Dataset records:
◆ ◆ ◆
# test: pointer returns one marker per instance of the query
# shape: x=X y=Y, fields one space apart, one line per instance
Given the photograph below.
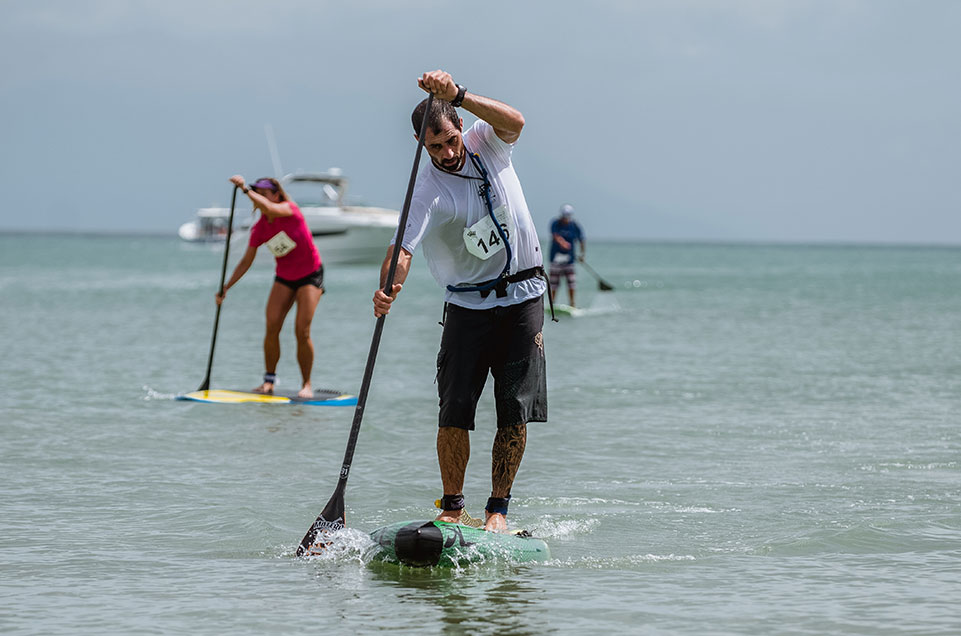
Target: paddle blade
x=330 y=520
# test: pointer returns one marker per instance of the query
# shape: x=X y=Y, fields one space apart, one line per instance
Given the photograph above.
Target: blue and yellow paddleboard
x=430 y=543
x=321 y=397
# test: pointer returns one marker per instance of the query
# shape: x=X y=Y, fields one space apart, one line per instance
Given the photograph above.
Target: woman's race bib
x=280 y=244
x=483 y=240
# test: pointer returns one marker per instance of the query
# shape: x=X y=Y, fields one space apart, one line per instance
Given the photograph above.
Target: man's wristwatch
x=457 y=101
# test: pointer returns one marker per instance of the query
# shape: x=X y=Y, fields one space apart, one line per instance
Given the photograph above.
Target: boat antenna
x=274 y=155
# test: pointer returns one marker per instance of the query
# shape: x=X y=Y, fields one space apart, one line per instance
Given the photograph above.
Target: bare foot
x=450 y=516
x=496 y=522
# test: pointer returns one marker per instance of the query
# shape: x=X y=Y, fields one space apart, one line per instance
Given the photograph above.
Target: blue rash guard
x=571 y=232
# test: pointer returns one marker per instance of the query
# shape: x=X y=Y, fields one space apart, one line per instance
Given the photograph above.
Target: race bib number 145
x=483 y=240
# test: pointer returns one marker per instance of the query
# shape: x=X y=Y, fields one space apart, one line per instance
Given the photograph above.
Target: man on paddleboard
x=469 y=214
x=565 y=234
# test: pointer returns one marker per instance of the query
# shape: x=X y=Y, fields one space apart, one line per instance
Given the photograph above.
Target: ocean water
x=743 y=439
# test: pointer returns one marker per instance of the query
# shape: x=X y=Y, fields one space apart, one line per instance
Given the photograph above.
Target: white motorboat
x=343 y=233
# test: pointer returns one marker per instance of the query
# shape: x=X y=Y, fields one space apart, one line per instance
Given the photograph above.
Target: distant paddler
x=469 y=213
x=299 y=275
x=566 y=233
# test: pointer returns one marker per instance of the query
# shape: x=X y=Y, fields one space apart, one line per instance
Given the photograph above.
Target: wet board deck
x=322 y=397
x=437 y=543
x=567 y=310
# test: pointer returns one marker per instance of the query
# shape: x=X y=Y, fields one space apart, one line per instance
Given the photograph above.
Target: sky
x=677 y=120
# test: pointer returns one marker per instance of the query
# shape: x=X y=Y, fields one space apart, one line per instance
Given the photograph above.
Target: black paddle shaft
x=602 y=284
x=223 y=275
x=332 y=517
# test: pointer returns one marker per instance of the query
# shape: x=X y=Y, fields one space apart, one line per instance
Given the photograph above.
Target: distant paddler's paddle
x=223 y=275
x=601 y=284
x=332 y=517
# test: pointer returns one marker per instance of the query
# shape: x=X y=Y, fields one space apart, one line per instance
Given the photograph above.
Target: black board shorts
x=316 y=279
x=508 y=343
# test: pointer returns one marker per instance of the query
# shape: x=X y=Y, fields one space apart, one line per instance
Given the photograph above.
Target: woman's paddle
x=223 y=275
x=604 y=286
x=332 y=517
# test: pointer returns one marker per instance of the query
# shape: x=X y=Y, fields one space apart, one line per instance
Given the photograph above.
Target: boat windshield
x=314 y=192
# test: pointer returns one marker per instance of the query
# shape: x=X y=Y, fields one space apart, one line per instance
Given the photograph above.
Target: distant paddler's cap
x=264 y=184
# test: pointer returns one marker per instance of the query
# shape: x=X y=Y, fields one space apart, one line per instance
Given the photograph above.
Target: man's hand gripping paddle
x=332 y=517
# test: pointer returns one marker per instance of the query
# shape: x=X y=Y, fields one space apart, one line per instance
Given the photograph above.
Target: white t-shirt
x=444 y=205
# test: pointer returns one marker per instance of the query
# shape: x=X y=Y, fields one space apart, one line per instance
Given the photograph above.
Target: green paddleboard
x=429 y=543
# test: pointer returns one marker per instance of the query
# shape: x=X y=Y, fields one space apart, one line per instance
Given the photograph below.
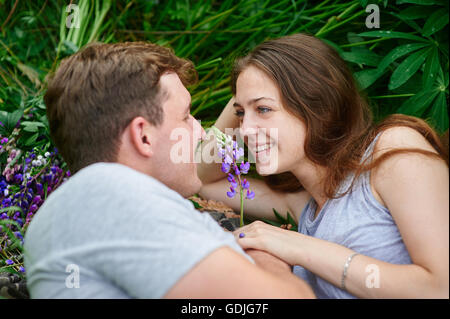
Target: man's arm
x=226 y=274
◆ ◆ ◆
Work task:
Return the material in full and unaltered, minus its pictures.

Output of the task:
# test: pointer returns one marker per instance of the query
# shape: x=X y=Y, fields one space apart, one line per instance
Given the photograph below.
Target: paddle blade
x=330 y=520
# test: pointer returns one marker per instance of the query
# shape: x=X y=Y, fields one space apart, one line per instance
Given the photograph above.
Target: blue and yellow paddleboard
x=430 y=543
x=321 y=397
# test: pointer returns one marker per instance of the query
# shape: x=X y=Y, fields one space apart, one line per instance
Given the photograph above.
Target: woman's race bib
x=280 y=244
x=483 y=240
# test: pointer returns one marker per instance of the query
# shape: x=X y=Y, fields one space apart, one line per instance
Given the photograph above.
Target: man's wristwatch
x=457 y=101
# test: pointer returns one marker per instance of the query
# shape: x=X y=Y, fields one space apart, one line per instance
Given the photograph above.
Target: boat antenna
x=274 y=155
# test: pointer returns one marker per instance of the query
# shape: x=X y=Y, fields one space apart, one line per instance
Given the photograph above.
Target: bare foot
x=450 y=516
x=496 y=522
# test: pointer returns one marker per instance of the query
# shape: x=X y=Y, fields one space apart, one line per instance
Given the photograph above.
Target: blue rash guard
x=571 y=232
# test: pointer returns one marker per instance of the query
# shape: x=X y=Y, fields one space apart, one line per instance
Given the photograph above.
Target: race bib number 145
x=483 y=240
# test: pointer returns one marker per instance of the query
# shape: x=X y=Y, fields one space apart, one line per instance
Given the photograph above.
Target: man on paddleboard
x=469 y=214
x=565 y=234
# test: pointer returns one marker per instance of the query
# shape: x=X y=Y, fields one space apart, one line per instance
Given the photograph above.
Target: ocean water
x=743 y=439
# test: pointer returns one marker per instance of the query
# shape: x=X y=Y, fields one space apart, one line per instance
Given the photograph above.
Target: white motorboat
x=343 y=233
# test: pointer returns one marker per instance of the query
# shape: x=X y=Y, fields one space apart, one line per instance
Given the photograph above.
Target: distant paddler
x=469 y=213
x=299 y=275
x=566 y=233
# test: pointer returns one marker per instance of the query
# shape: x=X y=Y, fields one space apart, one line per instance
Given the photograph above.
Target: wet board deck
x=322 y=397
x=437 y=543
x=567 y=310
# test: pointer returns one marker per instance of the query
# shape: x=X y=Y, fields one space apart, one line per instance
Given the photograph above.
Target: sky
x=677 y=120
# test: pointer returns one marker per instance of the query
# shape: x=X y=Y, fields one space apart, one line per instance
Given the photograph above.
Target: black paddle shaft
x=602 y=284
x=223 y=275
x=332 y=517
# test: pointer returns one marker per instance of the query
# shape: x=X y=Y, fields one space apart, one line per instance
Given the photograph above.
Target: distant paddler's paddle
x=223 y=275
x=601 y=284
x=332 y=517
# test: pointer returns one marker per instance of the query
# shape: x=X y=Y, fields one space apart, one line per instance
Given the photograph above.
Target: black board shorts
x=316 y=279
x=508 y=343
# test: pointer returns one marker per instance of the query
# shape: x=X y=Y, fields one space apart, one line per instance
Given the photograph above.
Target: woman's paddle
x=223 y=275
x=604 y=286
x=332 y=517
# test: pointer returns one marker per instance of the query
# shape: x=X y=Y, fields one space apart, one line per instance
Given the photograph above.
Target: boat windshield
x=314 y=192
# test: pointer returns one marker per instance of the query
# shape: x=X y=Y, fields one space apart, one line per instance
Given the photograph above.
Target: distant paddler's cap
x=264 y=184
# test: pointer returns one marker per instance of the query
# shape: x=X y=Y, fields one space apart, one line per instance
Given the photograph above.
Target: man's hand gripping paddle
x=332 y=517
# test: pointer returns one marker per instance of the query
# shape: x=X y=Y, fields one space apart, one line per instance
Given the photograph above.
Target: white t-shirt
x=444 y=205
# test: pointer returns one marker per instance of the query
# shape: x=X y=Y, fields one space apart, one line per instance
Given the photograph above.
Target: green paddleboard
x=429 y=543
# test: pointer returns one marker per instance of the query
# shape: x=X y=Y, fields one space apart, one line per instance
Given the photograph below.
Target: man's arm
x=226 y=274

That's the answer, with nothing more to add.